### STUDY TEXT ###
Central Banks Pledge Support | ETF Trends

By Natalia Gurushina, Economist, Emerging Markets Fixed Income for VanEck Global

There is a coordinated effort by major central banks to shield the global economy from the coronavirus. Following the U.S. Federal Reserve’s pledge on Friday to act pre-emptively, the Bank of Japan and the Bank of England made similar promises to support financial markets. The announcements led to a strong initial rally in emerging markets assets, albeit some of them faded when New York opened. There is still a lot of uncertainty as new coronavirus cases are popping up globally. But the market now prices in a lot of policy easing in the next 12 months, starting with 109bps of rate cuts by the U.S. Federal Reserve (the Fed), 20bps by the Bank of Japan, 19bps by the European Central Bank (ECB) and 45bps by the Bank of England. The gap in expectations for the Fed and the ECB and another big drop in U.S. Treasury yields pushed the U.S. dollar down by 83bps this morning.

China’s official activity gauges for February were hit hard, with the manufacturing PMI (Purchasing Managers’ Index) falling to 35.7 and the services PMI to 28.9. The Caixin manufacturing PMI (which has a larger share of respondents from the private sector) fared relatively better, falling “only” to 40.3, most likely due to the fact that respondents in some regions did not participate. Labor shortages and supply chain disruptions were a major drag. There were also signs of disinflationary pressures, as the factory gate price gauge moved into negative territory. Interestingly, respondents were quite positive on future output, expecting it to pick up once travel and other restrictions are lifted.

Concerns about coronavirus recession refuse to go away, so it was reassuring that activity gauges in emerging markets ex-China held up pretty well. Manufacturing PMIs in Russia and Turkey actually improved. Asian economies—Korea, Philippines and Thailand—showed either marginal deterioration or no deterioration at all. India’s manufacturing PMI was a real stunner, staying well in expansion territory at 54.5. The business sentiment sub-component, however, weakened in many countries. In addition, the PMI methodology treats longer delivery times as a sign of stronger growth, which is clearly not the case in this particular episode. So, it is too early to declare victory even though the numbers looked good.
### MATERIAL SHOWN ###
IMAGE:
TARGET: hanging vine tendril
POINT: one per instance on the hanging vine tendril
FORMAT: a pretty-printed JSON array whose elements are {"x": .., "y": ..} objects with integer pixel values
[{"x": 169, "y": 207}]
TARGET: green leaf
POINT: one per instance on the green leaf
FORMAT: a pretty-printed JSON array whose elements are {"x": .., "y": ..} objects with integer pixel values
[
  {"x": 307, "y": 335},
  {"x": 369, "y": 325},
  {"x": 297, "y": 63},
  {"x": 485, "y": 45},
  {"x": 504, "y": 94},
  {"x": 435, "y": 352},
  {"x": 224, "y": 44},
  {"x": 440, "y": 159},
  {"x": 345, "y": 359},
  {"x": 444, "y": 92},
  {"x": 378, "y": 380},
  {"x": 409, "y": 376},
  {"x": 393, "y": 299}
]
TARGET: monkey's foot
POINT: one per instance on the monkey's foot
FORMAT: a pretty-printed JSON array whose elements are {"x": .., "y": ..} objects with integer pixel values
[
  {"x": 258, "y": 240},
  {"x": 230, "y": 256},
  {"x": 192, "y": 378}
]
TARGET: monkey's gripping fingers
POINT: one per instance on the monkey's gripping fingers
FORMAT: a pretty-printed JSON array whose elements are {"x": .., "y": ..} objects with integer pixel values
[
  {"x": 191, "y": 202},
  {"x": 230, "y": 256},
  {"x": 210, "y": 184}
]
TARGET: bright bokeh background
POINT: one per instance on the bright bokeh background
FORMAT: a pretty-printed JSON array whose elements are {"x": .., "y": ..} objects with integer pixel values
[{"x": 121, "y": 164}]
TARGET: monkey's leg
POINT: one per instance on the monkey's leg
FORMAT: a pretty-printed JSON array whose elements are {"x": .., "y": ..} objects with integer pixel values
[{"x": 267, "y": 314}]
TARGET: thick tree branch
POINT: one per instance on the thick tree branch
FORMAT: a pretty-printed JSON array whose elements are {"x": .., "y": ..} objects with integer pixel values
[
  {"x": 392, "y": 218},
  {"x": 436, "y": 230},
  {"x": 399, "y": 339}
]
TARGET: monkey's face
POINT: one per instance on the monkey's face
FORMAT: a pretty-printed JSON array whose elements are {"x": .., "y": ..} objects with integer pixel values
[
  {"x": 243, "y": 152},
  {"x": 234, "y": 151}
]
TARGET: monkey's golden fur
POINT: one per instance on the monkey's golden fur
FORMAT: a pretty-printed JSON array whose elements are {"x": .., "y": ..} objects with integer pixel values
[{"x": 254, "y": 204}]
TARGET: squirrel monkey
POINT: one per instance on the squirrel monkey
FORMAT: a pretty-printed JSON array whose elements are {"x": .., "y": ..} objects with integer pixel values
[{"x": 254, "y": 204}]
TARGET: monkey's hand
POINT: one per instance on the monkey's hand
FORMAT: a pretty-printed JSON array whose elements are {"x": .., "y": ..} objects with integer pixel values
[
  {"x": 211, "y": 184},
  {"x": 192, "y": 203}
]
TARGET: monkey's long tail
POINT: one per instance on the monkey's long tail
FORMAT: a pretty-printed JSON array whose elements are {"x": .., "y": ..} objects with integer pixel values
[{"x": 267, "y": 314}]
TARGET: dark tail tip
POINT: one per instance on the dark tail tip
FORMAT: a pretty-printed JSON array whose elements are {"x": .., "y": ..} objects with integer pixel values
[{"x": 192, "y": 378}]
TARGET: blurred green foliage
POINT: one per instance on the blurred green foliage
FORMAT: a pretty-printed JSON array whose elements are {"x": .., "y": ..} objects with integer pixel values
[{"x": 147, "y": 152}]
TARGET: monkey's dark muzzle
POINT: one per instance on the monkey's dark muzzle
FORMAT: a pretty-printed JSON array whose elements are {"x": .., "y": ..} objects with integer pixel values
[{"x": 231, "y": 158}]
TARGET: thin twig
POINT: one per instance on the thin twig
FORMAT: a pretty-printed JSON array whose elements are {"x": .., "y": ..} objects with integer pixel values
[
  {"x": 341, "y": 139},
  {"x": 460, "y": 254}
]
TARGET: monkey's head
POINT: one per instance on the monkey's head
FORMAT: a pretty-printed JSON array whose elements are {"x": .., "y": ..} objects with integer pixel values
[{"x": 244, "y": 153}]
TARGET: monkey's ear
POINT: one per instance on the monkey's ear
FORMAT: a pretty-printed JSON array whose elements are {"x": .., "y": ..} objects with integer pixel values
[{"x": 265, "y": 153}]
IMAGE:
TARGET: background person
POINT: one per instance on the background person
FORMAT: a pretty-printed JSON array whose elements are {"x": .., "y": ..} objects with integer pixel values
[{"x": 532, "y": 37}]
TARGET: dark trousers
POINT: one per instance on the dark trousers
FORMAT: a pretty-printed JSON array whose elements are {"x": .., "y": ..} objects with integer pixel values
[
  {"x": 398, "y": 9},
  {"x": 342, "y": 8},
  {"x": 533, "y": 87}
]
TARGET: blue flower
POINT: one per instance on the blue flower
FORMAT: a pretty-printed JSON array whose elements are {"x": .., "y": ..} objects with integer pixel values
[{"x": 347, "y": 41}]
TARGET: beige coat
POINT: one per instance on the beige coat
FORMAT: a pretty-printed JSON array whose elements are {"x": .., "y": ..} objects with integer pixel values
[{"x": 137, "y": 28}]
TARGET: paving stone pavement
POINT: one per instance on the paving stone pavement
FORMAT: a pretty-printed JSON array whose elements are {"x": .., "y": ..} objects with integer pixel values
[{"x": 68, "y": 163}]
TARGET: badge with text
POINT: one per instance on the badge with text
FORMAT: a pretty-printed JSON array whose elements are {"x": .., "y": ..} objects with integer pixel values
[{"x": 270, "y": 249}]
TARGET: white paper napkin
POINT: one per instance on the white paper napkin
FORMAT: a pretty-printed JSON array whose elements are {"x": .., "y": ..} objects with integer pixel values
###
__WHAT IS BEING ASKED__. Please retype the central banks article, starting with "China’s official activity" and going on through "restrictions are lifted.". You can ignore the items.

__RESULT FOR THIS EXERCISE__.
China’s official activity gauges for February were hit hard, with the manufacturing PMI (Purchasing Managers’ Index) falling to 35.7 and the services PMI to 28.9. The Caixin manufacturing PMI (which has a larger share of respondents from the private sector) fared relatively better, falling “only” to 40.3, most likely due to the fact that respondents in some regions did not participate. Labor shortages and supply chain disruptions were a major drag. There were also signs of disinflationary pressures, as the factory gate price gauge moved into negative territory. Interestingly, respondents were quite positive on future output, expecting it to pick up once travel and other restrictions are lifted.